THE REQUEST: Gather each of the lines below that contains the word "ember". Letter case must match.

* START GIVEN RECORDS *

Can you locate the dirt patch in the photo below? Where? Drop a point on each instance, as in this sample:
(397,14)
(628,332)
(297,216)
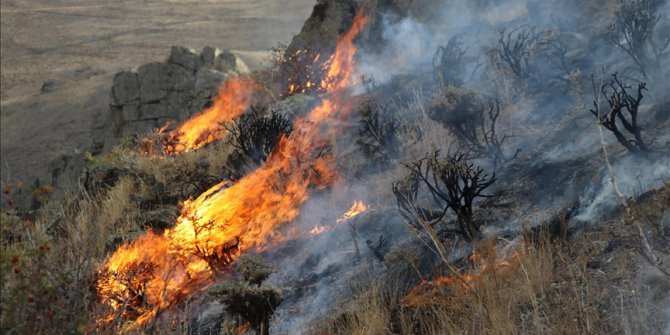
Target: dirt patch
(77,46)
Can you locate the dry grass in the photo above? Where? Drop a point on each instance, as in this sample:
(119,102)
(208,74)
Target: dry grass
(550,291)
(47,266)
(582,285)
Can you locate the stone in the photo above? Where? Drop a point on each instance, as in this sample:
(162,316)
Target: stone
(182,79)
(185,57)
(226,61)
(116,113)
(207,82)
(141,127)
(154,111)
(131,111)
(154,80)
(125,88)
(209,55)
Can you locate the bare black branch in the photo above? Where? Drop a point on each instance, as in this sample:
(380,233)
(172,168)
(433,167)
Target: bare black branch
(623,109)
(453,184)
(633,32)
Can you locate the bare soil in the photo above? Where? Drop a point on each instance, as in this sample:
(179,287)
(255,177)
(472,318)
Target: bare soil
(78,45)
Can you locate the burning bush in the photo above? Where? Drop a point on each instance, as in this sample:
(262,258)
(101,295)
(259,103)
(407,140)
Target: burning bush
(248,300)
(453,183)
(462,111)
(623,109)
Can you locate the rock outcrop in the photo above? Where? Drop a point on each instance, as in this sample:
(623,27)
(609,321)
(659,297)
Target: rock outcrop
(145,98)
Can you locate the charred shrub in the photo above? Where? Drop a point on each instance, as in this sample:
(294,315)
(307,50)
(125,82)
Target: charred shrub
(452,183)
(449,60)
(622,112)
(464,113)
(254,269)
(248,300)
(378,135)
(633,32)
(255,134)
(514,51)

* END GIVEN RECORDS *
* START GIVEN RECORDS *

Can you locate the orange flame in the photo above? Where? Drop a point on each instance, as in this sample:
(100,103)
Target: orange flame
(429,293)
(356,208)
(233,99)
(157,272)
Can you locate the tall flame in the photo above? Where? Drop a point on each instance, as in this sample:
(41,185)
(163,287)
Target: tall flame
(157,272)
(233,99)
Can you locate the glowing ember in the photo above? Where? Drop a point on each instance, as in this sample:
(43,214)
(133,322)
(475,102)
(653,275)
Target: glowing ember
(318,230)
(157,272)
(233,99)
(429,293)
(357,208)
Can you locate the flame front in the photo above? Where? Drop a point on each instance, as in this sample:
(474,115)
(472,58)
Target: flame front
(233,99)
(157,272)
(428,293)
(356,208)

* END GIVEN RECORDS *

EXPECTED ANSWER:
Can you locate the glowing ember in the photo above? Where? Drop a point on each instance, as in this sample:
Target: glowing ember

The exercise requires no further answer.